▶ [Extract to read]:
Dirty Dike – Sucking On Prawns In The Moonlight (Review)

Dirty Dike, Reviews

First off, what a title. Dirty Dike’s fourth album, his third on High Focus Records (every review I try to find a new way to big them up but you must get the picture by now), is the latest installment in a productive year for the Cambridge rapper. Well, Cambridge musician. With recent projects with Rag N Bone Man and Lee Scott highlighting his talents in the production sphere, and an album with Ocean Wisdom set to be the next in the list later this year, Dike has been expanding his arsenal. This album features a maturer outlook, still with his trademark brand of lyricism, and a couple of production credits too.

Dirty Dike - SOPITM - Front Cover

The opener, ‘Great Attempt’, is a storming start to the album. With a dark, restrained beat backing complex rhyme schemes from Dike, who both exhibits the familiar character traits we’ve come to associate synonymously, as well as a more serious side in a reflective, self-referencing verse. His flow is melodic and musical, and Fliptrix takes the track on a story-telling tangent, using great imagery in his writing. The depth to both MC’s verses is perfectly suited to the cinematic piano based instrumental, produced by Sam Zircon and Naive, and when the drums finally kick in after both Dike and Fliptrix have finished their verses the impact is big. Dike marks his return to the microphone with a bang.

▶ [Task set]:
[a] Answer these questions from the Dirty Dike album review:
(i) On which record label is this Dike's third album?
(ii) Who produced the instrumental on the opening track?
(iii) Which MC takes the opening track on a story-telling tangent?
[b] List every musician the Dirty Dike album review names other than Dirty Dike himself.
[c] Carry on the Dirty Dike album review from its last sentence.

▶ [Information given]:
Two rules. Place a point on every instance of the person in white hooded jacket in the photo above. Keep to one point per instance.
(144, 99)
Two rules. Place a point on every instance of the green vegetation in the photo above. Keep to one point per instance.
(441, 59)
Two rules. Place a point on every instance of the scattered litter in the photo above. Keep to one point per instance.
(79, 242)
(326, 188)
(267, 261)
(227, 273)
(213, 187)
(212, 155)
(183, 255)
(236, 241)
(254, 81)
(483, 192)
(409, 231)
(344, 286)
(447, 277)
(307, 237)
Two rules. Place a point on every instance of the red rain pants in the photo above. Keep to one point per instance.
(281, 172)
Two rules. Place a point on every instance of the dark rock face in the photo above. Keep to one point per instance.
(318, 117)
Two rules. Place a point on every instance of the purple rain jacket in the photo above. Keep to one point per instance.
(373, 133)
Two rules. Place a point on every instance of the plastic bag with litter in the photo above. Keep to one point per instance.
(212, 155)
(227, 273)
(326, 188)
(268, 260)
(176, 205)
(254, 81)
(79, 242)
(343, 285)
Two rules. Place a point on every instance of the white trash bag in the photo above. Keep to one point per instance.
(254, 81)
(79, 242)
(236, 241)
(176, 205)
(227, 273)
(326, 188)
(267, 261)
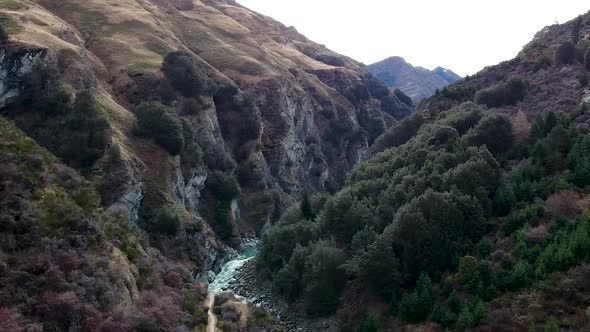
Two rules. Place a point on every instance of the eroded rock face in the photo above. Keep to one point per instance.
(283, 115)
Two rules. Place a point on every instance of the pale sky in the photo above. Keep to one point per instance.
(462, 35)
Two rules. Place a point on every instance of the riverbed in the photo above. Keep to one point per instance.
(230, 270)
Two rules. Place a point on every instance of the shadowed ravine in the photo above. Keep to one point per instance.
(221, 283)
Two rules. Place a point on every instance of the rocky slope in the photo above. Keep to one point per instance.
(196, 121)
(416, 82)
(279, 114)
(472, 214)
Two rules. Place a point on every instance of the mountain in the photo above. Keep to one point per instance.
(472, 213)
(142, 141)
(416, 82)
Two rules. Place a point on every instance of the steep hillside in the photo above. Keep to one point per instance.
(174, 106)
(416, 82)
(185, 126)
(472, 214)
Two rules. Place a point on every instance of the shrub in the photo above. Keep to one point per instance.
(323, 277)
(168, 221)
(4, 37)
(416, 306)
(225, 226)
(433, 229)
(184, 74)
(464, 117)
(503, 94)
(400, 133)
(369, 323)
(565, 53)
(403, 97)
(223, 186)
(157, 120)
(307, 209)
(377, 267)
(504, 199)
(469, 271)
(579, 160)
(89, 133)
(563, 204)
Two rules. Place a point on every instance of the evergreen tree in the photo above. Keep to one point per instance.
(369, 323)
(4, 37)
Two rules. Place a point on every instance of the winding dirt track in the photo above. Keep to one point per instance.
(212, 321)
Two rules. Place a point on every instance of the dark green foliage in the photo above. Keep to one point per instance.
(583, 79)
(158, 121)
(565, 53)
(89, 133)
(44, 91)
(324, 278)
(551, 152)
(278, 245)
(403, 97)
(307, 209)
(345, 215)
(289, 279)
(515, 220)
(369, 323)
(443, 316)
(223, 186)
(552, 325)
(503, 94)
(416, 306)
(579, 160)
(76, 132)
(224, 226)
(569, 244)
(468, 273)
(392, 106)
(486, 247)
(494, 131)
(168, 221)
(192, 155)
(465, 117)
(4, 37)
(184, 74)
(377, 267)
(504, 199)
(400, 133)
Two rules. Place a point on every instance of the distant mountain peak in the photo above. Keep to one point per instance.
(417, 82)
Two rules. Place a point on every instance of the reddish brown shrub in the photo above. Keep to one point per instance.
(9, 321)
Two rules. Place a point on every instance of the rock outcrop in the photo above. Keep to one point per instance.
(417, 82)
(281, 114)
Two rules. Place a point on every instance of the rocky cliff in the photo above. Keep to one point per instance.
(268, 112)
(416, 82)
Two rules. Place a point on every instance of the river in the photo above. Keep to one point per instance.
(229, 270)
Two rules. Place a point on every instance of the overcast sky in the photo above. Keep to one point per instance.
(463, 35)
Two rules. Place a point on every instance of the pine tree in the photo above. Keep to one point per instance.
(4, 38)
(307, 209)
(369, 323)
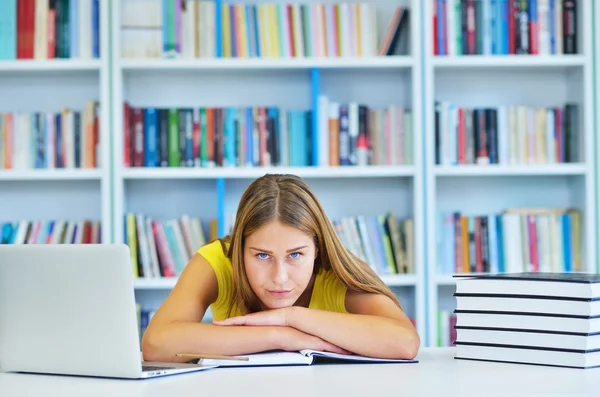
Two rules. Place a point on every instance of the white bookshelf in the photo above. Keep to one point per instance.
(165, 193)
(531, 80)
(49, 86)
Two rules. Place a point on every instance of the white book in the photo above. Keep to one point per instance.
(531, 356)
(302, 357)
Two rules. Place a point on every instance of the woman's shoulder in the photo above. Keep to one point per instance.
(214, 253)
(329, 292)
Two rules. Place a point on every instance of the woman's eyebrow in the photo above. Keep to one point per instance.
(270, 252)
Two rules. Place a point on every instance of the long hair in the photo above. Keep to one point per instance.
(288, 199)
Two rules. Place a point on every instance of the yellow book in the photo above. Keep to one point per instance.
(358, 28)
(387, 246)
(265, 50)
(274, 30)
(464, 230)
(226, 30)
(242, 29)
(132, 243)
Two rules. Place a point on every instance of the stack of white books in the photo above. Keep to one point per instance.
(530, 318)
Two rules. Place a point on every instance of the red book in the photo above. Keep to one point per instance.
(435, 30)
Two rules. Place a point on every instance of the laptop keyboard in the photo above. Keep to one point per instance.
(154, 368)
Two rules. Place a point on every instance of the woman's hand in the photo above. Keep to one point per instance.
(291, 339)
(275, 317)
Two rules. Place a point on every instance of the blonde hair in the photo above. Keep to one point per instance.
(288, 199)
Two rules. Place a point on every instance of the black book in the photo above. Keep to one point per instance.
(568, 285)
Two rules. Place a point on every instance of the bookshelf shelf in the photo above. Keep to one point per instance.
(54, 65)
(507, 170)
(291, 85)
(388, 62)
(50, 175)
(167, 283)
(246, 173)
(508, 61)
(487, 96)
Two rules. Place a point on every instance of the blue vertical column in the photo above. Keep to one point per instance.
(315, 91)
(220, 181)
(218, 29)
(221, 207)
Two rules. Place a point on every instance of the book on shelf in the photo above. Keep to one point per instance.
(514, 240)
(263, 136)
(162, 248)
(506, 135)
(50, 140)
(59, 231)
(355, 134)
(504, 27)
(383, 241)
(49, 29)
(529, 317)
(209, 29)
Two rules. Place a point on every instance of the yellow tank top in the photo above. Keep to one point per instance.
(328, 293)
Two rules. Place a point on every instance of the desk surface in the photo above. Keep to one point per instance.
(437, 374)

▶ [Responses]:
[a]
(i) High Focus Records
(ii) Sam Zircon and Naive
(iii) Fliptrix

[b] Rag N Bone Man, Lee Scott, Ocean Wisdom, Fliptrix, Sam Zircon, Naive

[c]
‘Alcoholic Tosser’, produced by fellow Cambridge musician Chairman Maf, who released the quality instrumental album ‘Paint’ last year, is the second tune. The infectious, almost spooky beat, complete with the sound of a creaking door, is really memorable and the crisp drums back Dike’s cocky delivery emphatically. ‘Ain’t Got A Clue’, the first single from the album, marks a return to Dike’s signature lyrical style; aggressive and witty with a healthy serving of attitude. The production on this track, handled by Joe Corfield, is a turn away from his past work though, with a clear electronic influence that helps take the track to the next level.

‘Isleham Swamp’, the second single from the album, is also produced by Joe Corfield. The subtle instrumental backs pensive and retrospective musings from Dike. It’s a world away from ‘Return Of The Twat’, and Dike shows this different perspective and style across ‘Sucking On Prawns In The Moonlight’. The Remus collaboration, entitled ‘Take Over’, is a definite highlight; with an Eastern influence in the Sitar laced beat, as well as incredibly punchy drums, this track marks the first in four adjacent tracks showcasing Dike’s production talents.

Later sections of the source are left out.